● **WHAT YOU NEED TO DO**
All lines from the one containing "rough mask: <svg" down to the final line of the entries below: return them exactly.

[Records from a data collection]
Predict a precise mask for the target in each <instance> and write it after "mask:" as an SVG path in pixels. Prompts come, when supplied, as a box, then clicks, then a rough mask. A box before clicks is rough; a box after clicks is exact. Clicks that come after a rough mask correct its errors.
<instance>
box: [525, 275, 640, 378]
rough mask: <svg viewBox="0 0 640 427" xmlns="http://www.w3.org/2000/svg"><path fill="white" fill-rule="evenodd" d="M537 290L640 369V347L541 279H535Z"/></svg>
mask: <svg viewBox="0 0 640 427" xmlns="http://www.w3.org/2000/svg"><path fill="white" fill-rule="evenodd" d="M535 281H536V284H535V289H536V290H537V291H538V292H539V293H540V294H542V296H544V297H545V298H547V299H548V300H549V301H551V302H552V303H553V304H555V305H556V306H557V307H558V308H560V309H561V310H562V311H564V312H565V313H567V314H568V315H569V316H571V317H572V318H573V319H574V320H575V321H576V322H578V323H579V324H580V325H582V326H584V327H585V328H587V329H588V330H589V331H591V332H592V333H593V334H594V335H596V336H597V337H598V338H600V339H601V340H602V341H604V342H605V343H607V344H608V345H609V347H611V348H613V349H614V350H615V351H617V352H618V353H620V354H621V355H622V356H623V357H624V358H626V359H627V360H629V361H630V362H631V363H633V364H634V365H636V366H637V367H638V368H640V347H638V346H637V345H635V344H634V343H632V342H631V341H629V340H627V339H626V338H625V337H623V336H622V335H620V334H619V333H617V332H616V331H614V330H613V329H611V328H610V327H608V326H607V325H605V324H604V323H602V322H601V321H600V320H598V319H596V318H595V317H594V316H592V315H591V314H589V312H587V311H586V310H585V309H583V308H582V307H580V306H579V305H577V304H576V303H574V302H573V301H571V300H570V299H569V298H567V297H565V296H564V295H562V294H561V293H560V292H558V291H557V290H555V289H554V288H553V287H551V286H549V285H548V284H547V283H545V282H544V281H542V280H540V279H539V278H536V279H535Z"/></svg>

● **REPLY TO THE EXERCISE**
rough mask: <svg viewBox="0 0 640 427" xmlns="http://www.w3.org/2000/svg"><path fill="white" fill-rule="evenodd" d="M537 290L640 369V347L541 279H535Z"/></svg>
mask: <svg viewBox="0 0 640 427" xmlns="http://www.w3.org/2000/svg"><path fill="white" fill-rule="evenodd" d="M535 281H536V284H535V289H536V290H537V291H538V292H539V293H540V294H542V296H544V297H545V298H547V299H548V300H549V301H551V302H552V303H553V304H555V305H556V306H557V307H558V308H560V309H561V310H562V311H564V312H565V313H567V314H568V315H569V316H571V317H572V318H573V319H574V320H575V321H576V322H578V323H579V324H580V325H582V326H584V327H585V328H587V329H588V330H589V331H591V332H592V333H593V334H594V335H596V336H597V337H598V338H600V339H601V340H602V341H604V342H605V343H607V344H608V345H609V347H611V348H613V349H614V350H615V351H617V352H618V353H620V354H621V355H622V356H623V357H624V358H626V359H627V360H629V361H630V362H631V363H633V364H634V365H636V366H637V367H638V368H640V347H638V346H637V345H635V344H634V343H632V342H631V341H629V340H627V339H626V338H625V337H623V336H622V335H620V334H619V333H617V332H616V331H614V330H613V329H611V328H610V327H608V326H607V325H605V324H604V323H602V322H601V321H600V320H598V319H596V318H595V317H594V316H592V315H591V314H589V312H587V311H586V310H585V309H583V308H582V307H580V306H579V305H577V304H576V303H574V302H573V301H571V300H570V299H569V298H567V297H565V296H564V295H562V294H561V293H560V292H558V291H557V290H555V289H554V288H553V287H551V286H549V285H548V284H547V283H545V282H544V281H542V280H540V279H539V278H536V279H535Z"/></svg>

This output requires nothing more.